Records:
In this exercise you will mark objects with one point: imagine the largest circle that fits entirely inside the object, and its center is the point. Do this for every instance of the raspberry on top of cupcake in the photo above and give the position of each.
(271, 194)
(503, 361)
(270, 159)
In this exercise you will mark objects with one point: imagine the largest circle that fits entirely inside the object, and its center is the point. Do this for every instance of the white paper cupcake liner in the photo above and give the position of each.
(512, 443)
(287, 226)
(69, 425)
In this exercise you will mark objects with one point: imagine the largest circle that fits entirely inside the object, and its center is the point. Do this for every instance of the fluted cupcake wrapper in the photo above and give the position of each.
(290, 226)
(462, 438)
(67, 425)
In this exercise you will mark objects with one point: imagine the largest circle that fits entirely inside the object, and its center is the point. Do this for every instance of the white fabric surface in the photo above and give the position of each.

-- WHAT THIS TASK INVOLVES --
Copy every one of the records above word for word, leaving nothing out.

-- WRITTEN ANSWER --
In this exercise you will mark objects with one point: imagine the largest circle that fits entirely inside the object, and its center is the point. Do this for every instance of the raspberry on top of cupcake in the photo above and give the position of each.
(271, 194)
(503, 361)
(270, 159)
In this exercise you will mark objects with one point: imagine the largest circle that fits entirely inside the object, and its center is the point. Do this for every instance of the white paper cupcake liner in the photo above and give the position of each.
(512, 443)
(287, 226)
(69, 425)
In this exercise you will mark objects with one point: imagine the largest circle that fits entirely inside the object, and its center is the point. Do this for every instance of the fluted cupcake wrapper in the photo above and give the position of each.
(290, 226)
(462, 438)
(67, 425)
In this exercise you will mark objects with one point: imagine the largest circle that fits entirely inside the object, and its center is the point. Do this for every instance of the white fabric surface in the photo above and give the position of each.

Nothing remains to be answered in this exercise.